Can you rewrite everything from the line containing "blue sky in the photo above." down to the end of the records, with "smartphone" changed to "mobile phone" and nothing else altered?

#### RECORD EXTRACTS

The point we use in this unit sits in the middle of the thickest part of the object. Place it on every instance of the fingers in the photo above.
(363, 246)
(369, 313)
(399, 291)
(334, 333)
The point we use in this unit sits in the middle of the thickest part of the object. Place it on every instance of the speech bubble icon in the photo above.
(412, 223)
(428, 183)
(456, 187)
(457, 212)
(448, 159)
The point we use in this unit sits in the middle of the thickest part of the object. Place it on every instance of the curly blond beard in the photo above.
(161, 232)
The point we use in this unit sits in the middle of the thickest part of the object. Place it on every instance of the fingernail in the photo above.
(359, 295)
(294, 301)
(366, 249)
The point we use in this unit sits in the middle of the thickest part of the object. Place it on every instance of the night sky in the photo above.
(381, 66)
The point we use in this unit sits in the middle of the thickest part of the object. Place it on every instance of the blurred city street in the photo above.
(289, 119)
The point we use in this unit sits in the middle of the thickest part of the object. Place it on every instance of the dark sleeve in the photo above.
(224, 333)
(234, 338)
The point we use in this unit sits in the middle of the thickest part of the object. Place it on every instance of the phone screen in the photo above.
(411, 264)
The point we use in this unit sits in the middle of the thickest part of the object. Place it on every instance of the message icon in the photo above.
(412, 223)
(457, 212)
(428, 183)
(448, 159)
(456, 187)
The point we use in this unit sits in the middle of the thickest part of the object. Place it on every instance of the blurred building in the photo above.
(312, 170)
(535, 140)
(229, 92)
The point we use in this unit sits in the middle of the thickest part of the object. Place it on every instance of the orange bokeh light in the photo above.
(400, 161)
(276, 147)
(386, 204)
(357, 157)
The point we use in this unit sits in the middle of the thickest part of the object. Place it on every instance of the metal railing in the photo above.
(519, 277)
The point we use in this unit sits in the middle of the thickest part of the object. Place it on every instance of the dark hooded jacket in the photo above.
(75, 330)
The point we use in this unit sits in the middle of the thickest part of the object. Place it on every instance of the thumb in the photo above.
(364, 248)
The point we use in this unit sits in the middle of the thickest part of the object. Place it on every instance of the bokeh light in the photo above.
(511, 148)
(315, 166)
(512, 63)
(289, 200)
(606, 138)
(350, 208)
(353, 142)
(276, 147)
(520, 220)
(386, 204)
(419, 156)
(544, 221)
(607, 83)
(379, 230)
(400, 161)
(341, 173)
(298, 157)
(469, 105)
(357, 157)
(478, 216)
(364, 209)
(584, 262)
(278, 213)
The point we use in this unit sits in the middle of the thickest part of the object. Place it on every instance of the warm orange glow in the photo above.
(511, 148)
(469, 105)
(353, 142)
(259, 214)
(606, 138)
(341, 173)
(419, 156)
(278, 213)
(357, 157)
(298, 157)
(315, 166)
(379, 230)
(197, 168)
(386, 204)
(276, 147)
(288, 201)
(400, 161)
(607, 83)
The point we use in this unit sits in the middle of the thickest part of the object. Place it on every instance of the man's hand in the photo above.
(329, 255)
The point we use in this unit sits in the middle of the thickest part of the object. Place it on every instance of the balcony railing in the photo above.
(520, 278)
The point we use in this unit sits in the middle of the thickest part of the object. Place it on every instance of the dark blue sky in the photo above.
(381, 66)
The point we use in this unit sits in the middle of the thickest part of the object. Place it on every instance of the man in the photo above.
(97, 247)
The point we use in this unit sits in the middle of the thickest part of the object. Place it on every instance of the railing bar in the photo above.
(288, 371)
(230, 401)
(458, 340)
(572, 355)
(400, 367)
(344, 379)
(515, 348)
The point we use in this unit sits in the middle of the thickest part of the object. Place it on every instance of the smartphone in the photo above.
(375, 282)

########

**ANSWER TO THIS TASK**
The point we use in this unit sits in the middle of the thickest part of the object. Place it on every instance of the dark blue sky in the photo above.
(381, 66)
The point we use in this unit sits in the middle of the thickest part of the object. Place it on every instance of the man in the photo above.
(97, 247)
The point we use in this unit sits in the middle of the thickest part of the object. Place it on every instance of the railing bar in the photo above.
(288, 371)
(230, 401)
(458, 340)
(572, 355)
(400, 367)
(344, 379)
(515, 348)
The point we use in this unit sits in the middle of the thickest part of the object. Place it on every instance of the mobile phone in the photo above.
(375, 282)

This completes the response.